§ **Task details**
Write out the part of the question-and-answer text on pain during sex below word for word, starting at "I have started" and stopping after "why is happening.".

§ **Passage provided**
________________

Q:  Pains and stings after sex

Last night my husband and I had sex, and after it, I cried of pain. It felt like everything wants so fall out, like knifes sticking into my womb, my bladder is painful, and the stings can be felt in my behind. I’ve never experienced this kind of pain. Any idea what could be wrong?

Expert

Possibly a bladder infection. I would suggest that you see your doctor.

Q: Testicular pain

I have noticed when I do not masturbate for 2 days I. get a pain in my left testicle , it’s so painful , and can’t even touch the testicle some time it’s become bigger but as soon as I masturbate the pain goes away ? I need to know is this an infection or just normal?

Expert

It would be better to discuss this with your medical doctor. It may be nothing, but rather let him make sure about it. You are not supposed to have testicular pain on a regular basis.

Q: Painful sex

I seriously don’t know what is wrong with me. Sex is painful as hell I don’t feel like my clit actually works and my boyfriend thinks I don’t want to have sex because I’m not attracted to him anymore this is not the case, I love him and want to be with him but I’m so focused on not getting hurt when we have sex. I’m so worried about what’s wrong with me, candida, chlamydia, stress, cysts. What the hell is it? The doctor also didn’t tell me much she just said here are some antibiotics and you’ll be good as new, it’s just gotten worse and worse. I need help.

Expert

If you are having pain with sex then obviously you won't feel like it. There are many causes for pain, including infections and some of the things you mentioned. The only way to know is for your doctor to assess you and make a diagnosis.

Q: Abdominal pain during sex

I have started having abdominal pain during sex, I cannot even enjoy. It has happened the second time during intercourse. Do I need to be worried, see a doctor? What could it be? I discussed it with my partner but he does not have a clue why is happening.

Expert

Pain during sexual intercourse is quite common amongst women. There could also be several reasons for it (vaginal infection / too early penetration / stress / emotional unhappiness resulting in the women having difficulty relaxing / too hard trusting of the male partner / swollen just before or after menstruation, not enough lubrication etc)– Furthermore the initial reason for the start of the pain could have been specific, but it is possible that the initial reason could have been resolved in the meantime, but the psychological anticipation of the pain could result in the muscles surrounding the sexual organs contracting and inhibiting relaxation and pleasure and enhancing the probability of pain. It is important to have a slow and gentle approach towards sex to ensure that both parties are relaxed; that there is enough lubrication and that penetration does not happen too early/quickly. Kegel - exercises – google it as these are specifically designed to guide the female towards gaining control over her PC muscles that will minimize pain. It might also be worth it for you and your partner to seek professional guidance in dealing with this in your relationship and enhancing your intimacy in a comfortable manner for both.

Q: Does my wife have vaginismus?

My wife seems to experience pain when I try to insert my penis into her vagina. I suspect vaginismus but she can use tampons freely, I have had fingers and even a banana inserted in there without any complaint. The problem only seems to arise during intercourse with me. Could it be vaginismus or some related condition? Please advise.

Expert

It can be vaginismus. It can be a psychological connotation with a penis or sex. Perhaps her upbringing was so conservative that she feels guilty. Discuss this with your doctor who can diagnose it.

________________

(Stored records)
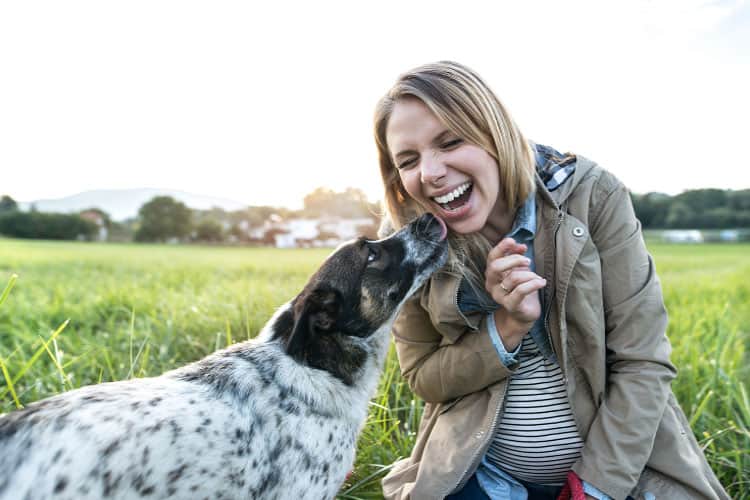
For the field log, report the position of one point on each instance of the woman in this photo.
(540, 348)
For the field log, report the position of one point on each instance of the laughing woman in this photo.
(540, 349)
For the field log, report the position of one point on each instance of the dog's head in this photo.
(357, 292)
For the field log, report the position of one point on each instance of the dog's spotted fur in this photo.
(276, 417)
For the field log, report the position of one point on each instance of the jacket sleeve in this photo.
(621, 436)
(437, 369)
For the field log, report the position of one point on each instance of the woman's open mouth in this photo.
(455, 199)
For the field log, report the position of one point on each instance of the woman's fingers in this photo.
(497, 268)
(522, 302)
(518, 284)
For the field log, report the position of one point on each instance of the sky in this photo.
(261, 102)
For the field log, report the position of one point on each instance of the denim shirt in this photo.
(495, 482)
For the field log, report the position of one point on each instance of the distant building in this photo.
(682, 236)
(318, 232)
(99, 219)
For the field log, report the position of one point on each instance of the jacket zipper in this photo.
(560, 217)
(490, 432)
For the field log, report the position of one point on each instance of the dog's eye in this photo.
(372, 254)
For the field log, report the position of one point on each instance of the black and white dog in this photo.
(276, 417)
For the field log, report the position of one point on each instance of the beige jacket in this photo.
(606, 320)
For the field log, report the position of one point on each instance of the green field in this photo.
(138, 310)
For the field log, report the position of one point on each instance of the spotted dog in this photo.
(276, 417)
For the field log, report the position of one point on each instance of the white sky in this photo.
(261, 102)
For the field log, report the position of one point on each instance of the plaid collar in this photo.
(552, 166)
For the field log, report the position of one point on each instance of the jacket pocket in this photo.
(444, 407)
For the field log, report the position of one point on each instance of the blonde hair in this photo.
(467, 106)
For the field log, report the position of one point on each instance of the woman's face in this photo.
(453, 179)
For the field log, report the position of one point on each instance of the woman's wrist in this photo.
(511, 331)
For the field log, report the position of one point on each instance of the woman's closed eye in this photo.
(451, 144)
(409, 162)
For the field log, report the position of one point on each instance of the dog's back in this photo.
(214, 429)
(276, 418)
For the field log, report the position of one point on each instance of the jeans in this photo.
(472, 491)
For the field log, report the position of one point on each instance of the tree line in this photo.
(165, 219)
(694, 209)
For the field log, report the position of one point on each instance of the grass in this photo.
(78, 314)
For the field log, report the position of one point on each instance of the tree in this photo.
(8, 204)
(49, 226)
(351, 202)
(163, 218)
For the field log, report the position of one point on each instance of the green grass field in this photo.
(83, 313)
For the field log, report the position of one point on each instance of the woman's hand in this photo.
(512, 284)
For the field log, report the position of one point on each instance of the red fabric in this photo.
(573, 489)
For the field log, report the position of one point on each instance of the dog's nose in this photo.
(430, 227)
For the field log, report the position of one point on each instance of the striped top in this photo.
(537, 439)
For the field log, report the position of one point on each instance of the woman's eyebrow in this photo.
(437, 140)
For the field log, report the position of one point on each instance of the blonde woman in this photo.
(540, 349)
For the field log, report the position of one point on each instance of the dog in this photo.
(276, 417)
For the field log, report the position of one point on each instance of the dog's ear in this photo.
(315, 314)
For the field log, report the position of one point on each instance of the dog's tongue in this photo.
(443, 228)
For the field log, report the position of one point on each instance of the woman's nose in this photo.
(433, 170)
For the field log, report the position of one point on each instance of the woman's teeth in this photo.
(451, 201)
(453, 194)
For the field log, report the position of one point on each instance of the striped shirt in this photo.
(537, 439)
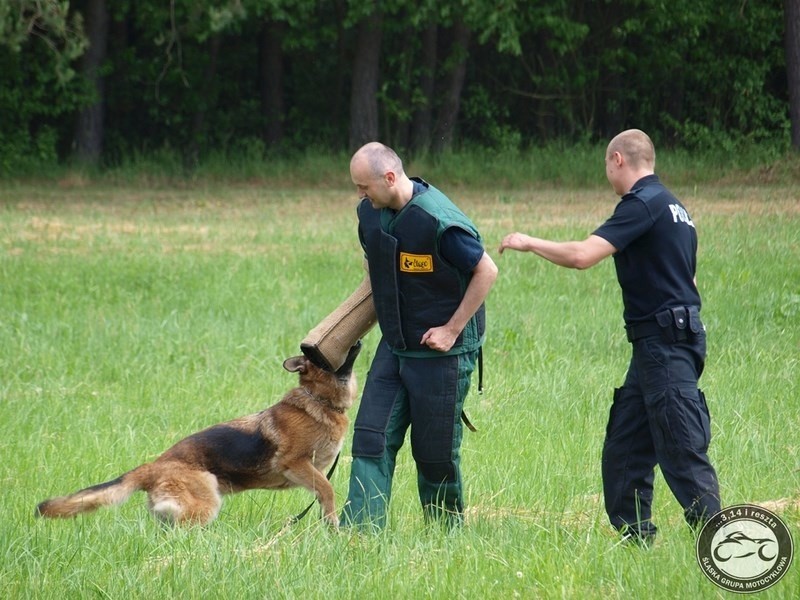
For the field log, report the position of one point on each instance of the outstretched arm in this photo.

________________

§ **Output of the exercise**
I have started having abdominal pain during sex, I cannot even enjoy. It has happened the second time during intercourse. Do I need to be worried, see a doctor? What could it be? I discussed it with my partner but he does not have a clue why is happening.